(Text provided begins)

Also known as the oil company tax, that percentage joins federal and state taxes that consumers pay at the pump—and businessmen like Suraci pay for diesel fuel.

Descent to Homelessness

 “We need to look at the efficiency of everything,” said Joan Hunt, a North Haven resident who observed after the session that she is still working—this, as a cataloger in Yale University’s Sterling Memorial Library—at the age of 75. 

She remarked that in North Haven recently hosted a group of homeless men, just as the had two months earlier. Abraham’s Tent provides shelter to up to 12 men who otherwise would need beds at the New Haven nonprofit community Columbus House. 

“Most of them had jobs,” observed Hunt, somewhat wide-eyed over the situation the men now face. 

Legislators Listen

Concerns about the economy and its consequences for both businesses and private lives also filtered throughout the remarks of the two legislators.

Before the meeting began, state Sen. Fasano conceded he has received telephone calls from constituents—one, a highly trained pharmacist--who have been out of work for years. He also acknowledged that there are persons in the state whose lives, eroded by the challenging economy, are hanging by a thread.

(Text provided ends)

Update the article from "Before the meeting" through "by a thread.", inclusive, replacing "pharmacist" with "engineer". The data that come next are drawn from a separate source.

(Dataset extract begins)

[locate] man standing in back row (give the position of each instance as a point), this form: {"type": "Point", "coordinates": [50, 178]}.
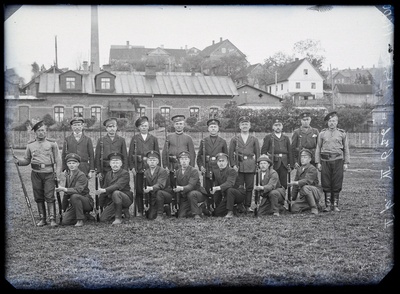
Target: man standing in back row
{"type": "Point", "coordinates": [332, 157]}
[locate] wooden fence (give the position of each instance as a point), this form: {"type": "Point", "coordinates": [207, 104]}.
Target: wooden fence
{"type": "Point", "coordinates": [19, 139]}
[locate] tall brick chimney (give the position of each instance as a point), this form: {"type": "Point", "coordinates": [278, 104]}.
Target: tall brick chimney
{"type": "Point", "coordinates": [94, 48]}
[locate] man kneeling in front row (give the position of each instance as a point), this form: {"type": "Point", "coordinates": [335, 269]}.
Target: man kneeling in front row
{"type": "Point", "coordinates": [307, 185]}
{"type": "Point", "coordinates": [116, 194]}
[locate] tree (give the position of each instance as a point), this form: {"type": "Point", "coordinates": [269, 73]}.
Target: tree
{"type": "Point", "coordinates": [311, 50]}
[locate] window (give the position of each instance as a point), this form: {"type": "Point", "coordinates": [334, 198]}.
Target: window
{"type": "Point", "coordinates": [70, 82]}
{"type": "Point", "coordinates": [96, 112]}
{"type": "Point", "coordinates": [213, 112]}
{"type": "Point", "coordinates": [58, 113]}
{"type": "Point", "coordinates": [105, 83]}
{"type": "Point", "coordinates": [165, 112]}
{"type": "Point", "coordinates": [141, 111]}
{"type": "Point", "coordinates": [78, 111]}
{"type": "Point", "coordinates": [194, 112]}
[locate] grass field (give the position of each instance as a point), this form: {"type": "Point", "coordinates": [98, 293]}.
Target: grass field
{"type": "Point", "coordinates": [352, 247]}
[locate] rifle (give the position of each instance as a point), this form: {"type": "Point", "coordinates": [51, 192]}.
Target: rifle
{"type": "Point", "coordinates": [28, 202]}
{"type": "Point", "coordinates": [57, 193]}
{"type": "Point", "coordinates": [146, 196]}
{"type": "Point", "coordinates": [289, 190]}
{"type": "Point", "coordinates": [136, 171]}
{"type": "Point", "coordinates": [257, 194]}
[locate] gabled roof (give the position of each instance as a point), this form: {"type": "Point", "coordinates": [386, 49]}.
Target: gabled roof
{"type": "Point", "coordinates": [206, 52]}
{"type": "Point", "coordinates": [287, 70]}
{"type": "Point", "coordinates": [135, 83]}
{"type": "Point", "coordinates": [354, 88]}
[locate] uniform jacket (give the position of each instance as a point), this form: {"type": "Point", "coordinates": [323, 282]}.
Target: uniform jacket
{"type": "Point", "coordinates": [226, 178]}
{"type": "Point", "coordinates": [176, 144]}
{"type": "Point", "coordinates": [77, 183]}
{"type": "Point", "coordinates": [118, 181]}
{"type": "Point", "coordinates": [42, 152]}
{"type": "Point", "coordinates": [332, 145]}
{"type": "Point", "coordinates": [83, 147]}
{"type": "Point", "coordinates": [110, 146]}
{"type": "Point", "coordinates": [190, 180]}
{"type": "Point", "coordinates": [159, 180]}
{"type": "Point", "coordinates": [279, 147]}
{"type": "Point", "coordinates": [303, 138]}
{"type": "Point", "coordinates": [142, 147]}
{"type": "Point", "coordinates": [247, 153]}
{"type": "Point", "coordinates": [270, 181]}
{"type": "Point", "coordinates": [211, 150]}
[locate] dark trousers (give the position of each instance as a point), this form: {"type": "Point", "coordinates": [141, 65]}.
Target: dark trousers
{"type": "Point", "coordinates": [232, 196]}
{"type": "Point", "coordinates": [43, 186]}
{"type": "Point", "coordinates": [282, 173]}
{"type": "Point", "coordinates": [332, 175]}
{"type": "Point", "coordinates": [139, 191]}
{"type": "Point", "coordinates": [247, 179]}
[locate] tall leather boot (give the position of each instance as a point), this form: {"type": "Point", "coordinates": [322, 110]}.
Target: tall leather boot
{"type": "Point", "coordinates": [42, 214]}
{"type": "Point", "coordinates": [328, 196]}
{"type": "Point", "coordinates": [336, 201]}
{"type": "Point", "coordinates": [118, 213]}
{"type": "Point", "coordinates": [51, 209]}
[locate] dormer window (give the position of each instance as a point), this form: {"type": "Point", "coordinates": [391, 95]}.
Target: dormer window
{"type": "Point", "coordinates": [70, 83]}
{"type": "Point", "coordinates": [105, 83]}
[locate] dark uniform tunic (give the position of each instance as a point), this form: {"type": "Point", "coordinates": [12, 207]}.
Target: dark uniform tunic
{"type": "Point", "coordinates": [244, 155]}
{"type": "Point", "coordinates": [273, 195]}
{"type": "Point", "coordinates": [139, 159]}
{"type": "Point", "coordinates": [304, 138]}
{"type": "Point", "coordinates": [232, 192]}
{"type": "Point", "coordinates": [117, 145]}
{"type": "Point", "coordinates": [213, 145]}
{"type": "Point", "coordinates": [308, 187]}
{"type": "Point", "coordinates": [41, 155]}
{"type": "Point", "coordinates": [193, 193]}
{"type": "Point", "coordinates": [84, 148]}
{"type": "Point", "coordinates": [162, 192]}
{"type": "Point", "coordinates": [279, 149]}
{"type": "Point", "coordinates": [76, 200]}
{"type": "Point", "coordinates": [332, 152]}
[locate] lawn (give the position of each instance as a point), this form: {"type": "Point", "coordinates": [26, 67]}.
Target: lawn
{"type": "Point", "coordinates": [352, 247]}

(Dataset extract ends)

— Finished task —
Before the meeting began, state Sen. Fasano conceded he has received telephone calls from constituents—one, a highly trained engineer--who have been out of work for years. He also acknowledged that there are persons in the state whose lives, eroded by the challenging economy, are hanging by a thread.